* [AIM]:
Filter the rows below so that only those containing the string "small" remain, and copy each of them.

[Collected data]
**********

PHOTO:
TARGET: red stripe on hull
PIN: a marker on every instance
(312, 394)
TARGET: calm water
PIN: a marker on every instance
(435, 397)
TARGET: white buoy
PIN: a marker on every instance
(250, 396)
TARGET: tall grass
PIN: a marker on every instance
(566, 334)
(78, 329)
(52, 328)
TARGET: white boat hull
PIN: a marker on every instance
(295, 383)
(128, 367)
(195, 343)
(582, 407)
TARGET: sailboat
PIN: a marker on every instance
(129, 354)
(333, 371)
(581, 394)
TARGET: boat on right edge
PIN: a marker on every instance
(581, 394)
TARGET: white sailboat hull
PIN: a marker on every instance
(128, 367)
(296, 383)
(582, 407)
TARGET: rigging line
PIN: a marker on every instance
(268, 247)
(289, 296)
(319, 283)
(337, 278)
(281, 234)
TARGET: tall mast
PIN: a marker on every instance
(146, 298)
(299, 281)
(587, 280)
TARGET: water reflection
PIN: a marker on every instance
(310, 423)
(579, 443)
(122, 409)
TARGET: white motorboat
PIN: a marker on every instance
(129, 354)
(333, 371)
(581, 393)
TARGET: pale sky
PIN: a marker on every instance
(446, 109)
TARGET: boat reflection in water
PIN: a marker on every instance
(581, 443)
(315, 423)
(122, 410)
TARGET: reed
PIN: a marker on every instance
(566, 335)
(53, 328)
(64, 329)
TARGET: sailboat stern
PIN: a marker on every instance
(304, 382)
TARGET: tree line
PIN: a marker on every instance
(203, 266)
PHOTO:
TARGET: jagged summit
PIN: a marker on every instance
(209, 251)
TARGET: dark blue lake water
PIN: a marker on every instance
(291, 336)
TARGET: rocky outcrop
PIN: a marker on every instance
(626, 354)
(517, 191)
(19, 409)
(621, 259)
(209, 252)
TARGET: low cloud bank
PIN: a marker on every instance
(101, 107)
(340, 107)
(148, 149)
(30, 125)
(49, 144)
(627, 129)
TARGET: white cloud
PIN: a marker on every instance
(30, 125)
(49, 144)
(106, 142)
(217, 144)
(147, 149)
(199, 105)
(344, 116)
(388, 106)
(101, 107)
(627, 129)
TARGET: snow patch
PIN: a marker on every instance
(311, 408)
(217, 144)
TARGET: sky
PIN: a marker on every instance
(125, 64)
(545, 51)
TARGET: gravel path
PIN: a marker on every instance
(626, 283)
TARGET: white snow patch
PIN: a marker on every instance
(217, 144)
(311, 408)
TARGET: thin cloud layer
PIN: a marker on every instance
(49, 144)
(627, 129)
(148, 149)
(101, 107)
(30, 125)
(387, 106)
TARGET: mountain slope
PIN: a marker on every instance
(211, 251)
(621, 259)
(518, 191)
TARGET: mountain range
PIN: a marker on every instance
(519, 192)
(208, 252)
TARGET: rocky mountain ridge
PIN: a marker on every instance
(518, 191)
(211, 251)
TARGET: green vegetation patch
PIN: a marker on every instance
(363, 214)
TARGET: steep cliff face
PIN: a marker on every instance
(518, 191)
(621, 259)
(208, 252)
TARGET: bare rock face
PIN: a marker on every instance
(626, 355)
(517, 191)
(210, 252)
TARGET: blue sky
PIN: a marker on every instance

**********

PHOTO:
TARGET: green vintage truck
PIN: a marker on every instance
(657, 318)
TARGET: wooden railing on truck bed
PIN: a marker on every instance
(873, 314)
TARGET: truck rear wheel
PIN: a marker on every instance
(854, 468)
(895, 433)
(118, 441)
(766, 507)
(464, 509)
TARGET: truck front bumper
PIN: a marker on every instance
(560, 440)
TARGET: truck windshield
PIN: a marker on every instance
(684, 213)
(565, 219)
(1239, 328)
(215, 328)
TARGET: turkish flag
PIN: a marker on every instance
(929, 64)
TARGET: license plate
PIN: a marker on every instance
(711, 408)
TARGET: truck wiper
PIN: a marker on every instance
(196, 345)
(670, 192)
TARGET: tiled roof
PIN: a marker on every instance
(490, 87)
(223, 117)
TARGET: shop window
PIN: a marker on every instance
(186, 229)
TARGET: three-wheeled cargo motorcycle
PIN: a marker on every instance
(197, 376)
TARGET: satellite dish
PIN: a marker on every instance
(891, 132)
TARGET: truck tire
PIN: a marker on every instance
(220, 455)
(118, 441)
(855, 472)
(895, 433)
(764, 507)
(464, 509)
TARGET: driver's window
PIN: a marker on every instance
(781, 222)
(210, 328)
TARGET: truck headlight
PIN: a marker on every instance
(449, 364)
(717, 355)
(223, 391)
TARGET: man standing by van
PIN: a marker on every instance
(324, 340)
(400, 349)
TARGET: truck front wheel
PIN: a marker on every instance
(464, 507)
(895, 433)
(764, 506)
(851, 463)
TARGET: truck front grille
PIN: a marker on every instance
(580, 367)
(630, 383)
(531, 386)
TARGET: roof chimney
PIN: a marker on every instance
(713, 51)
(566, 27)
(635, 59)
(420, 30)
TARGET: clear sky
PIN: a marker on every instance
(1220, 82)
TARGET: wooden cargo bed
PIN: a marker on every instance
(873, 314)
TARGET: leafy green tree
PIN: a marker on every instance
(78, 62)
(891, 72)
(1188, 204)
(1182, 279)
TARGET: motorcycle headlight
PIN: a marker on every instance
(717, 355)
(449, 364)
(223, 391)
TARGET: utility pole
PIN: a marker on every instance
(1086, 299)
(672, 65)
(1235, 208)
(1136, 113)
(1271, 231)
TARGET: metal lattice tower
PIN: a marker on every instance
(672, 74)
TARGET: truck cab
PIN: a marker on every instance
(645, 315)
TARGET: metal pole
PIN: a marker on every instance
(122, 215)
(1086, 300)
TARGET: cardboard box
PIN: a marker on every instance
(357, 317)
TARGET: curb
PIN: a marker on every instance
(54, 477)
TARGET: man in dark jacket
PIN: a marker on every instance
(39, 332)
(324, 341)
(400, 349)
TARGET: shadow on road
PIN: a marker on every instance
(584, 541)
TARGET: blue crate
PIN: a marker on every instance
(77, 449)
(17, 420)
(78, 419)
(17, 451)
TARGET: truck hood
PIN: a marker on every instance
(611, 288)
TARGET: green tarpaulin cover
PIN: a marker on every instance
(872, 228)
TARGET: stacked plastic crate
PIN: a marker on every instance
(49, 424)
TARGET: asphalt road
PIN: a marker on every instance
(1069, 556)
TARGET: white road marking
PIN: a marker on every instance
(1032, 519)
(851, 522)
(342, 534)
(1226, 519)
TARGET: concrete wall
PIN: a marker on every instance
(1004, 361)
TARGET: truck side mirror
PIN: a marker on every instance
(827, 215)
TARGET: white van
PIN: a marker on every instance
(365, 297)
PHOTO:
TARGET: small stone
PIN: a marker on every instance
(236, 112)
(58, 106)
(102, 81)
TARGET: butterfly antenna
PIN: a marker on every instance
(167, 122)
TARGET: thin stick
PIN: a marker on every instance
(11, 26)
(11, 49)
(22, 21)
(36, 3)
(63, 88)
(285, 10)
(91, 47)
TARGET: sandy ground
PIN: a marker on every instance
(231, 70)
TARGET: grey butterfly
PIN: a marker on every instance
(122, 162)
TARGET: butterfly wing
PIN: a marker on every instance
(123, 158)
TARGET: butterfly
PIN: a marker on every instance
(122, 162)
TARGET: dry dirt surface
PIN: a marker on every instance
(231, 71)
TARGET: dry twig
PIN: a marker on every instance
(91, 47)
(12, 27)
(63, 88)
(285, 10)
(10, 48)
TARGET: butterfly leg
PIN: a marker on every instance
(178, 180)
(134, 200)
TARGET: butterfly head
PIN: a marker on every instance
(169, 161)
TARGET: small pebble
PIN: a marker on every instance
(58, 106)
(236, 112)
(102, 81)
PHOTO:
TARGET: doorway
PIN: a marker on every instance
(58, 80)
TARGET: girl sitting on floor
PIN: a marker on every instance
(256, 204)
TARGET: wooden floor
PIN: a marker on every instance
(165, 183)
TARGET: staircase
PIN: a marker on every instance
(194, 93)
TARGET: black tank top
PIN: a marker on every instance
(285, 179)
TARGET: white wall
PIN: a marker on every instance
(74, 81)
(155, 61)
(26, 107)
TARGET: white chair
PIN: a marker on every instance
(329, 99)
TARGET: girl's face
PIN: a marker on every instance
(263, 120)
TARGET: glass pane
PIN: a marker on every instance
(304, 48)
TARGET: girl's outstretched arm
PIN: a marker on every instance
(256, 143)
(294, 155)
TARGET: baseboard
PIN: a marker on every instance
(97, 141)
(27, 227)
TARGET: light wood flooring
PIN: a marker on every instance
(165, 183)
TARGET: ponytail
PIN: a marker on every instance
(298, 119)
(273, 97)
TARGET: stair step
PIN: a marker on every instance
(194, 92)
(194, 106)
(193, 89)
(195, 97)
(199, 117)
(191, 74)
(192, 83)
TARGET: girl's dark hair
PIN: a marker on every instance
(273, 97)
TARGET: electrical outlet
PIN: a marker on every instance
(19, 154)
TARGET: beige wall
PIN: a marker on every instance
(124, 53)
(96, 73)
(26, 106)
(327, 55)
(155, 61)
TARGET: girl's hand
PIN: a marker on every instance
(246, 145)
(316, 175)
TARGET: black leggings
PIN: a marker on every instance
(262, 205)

**********

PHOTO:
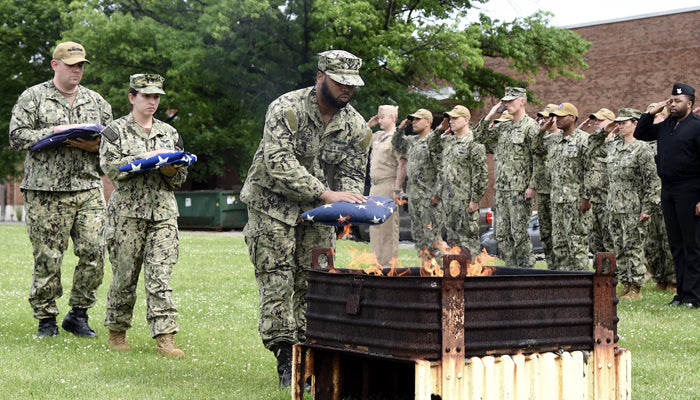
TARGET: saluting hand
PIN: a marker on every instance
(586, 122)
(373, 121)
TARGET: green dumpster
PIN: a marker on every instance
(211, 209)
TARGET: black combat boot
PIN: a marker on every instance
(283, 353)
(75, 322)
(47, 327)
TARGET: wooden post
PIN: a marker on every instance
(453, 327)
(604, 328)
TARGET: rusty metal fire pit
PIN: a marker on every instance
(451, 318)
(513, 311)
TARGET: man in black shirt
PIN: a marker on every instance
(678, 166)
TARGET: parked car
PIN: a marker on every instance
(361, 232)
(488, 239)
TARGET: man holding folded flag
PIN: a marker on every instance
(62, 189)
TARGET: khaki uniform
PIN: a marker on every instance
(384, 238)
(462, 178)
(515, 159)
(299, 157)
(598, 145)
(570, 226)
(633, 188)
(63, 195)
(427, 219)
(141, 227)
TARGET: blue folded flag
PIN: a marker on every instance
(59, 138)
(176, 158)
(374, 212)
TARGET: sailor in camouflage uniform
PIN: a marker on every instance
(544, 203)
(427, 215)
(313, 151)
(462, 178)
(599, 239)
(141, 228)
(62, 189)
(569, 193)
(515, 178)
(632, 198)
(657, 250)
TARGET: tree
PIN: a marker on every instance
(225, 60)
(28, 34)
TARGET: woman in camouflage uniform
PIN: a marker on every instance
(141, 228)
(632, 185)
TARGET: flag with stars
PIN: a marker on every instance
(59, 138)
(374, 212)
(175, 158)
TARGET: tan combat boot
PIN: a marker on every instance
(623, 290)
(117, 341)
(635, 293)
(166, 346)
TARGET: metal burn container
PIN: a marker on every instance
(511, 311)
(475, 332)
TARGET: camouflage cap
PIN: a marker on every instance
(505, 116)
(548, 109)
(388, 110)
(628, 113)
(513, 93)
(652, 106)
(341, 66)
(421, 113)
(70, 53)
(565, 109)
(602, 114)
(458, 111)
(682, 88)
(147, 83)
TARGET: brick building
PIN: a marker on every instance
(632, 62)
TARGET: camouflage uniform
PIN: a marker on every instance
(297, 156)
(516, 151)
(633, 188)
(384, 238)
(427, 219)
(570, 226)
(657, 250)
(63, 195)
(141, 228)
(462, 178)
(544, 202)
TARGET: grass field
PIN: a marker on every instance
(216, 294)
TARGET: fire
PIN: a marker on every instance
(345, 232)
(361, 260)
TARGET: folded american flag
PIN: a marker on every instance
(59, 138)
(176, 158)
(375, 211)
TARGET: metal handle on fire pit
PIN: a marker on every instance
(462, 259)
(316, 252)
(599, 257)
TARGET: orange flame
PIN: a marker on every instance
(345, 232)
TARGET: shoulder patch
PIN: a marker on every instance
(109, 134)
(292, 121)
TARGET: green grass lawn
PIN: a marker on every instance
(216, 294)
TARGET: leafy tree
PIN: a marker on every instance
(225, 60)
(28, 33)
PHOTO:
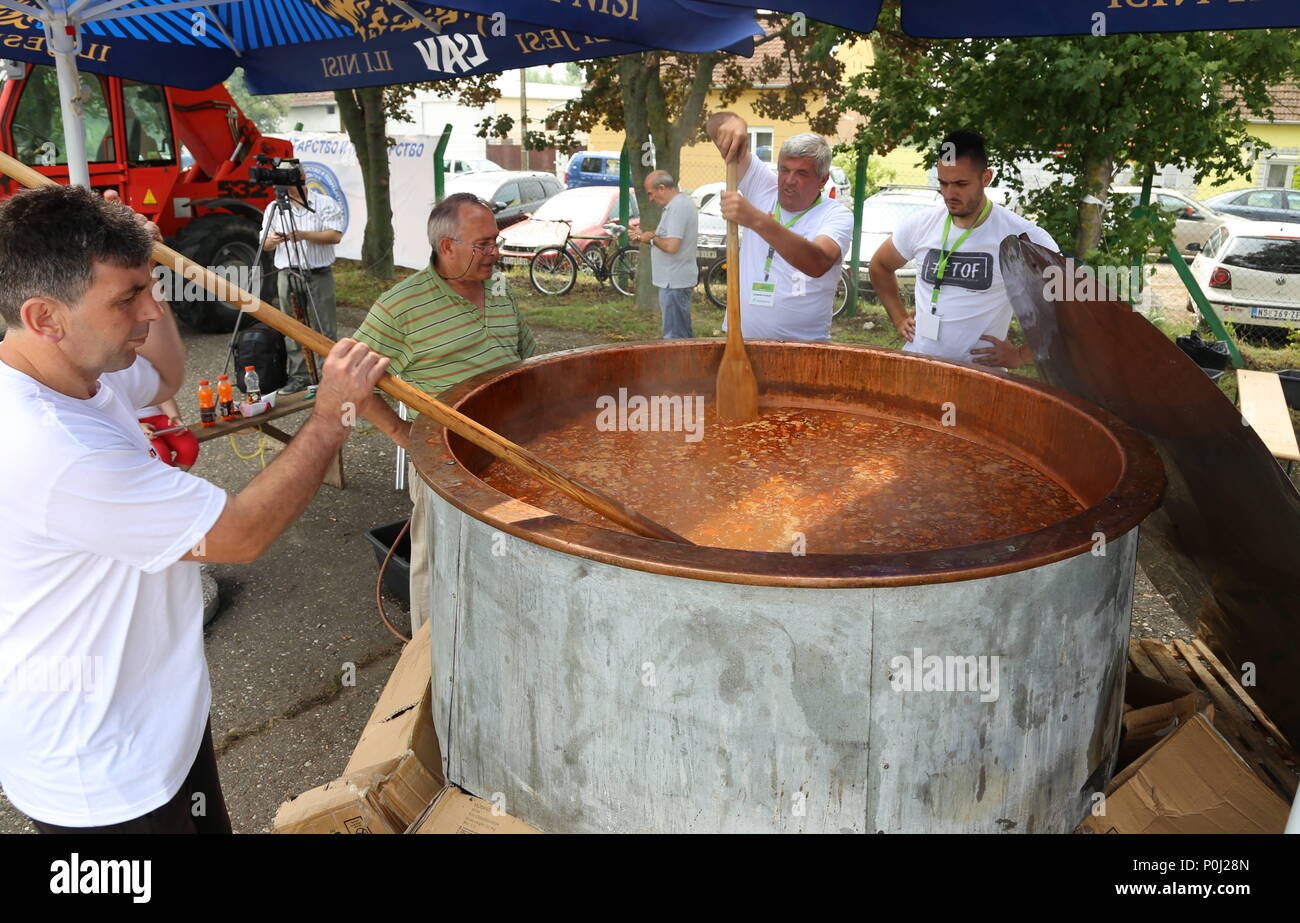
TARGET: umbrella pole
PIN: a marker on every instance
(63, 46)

**********

* [THE RESPONSE]:
TARGET: small stone
TARGET: small pebble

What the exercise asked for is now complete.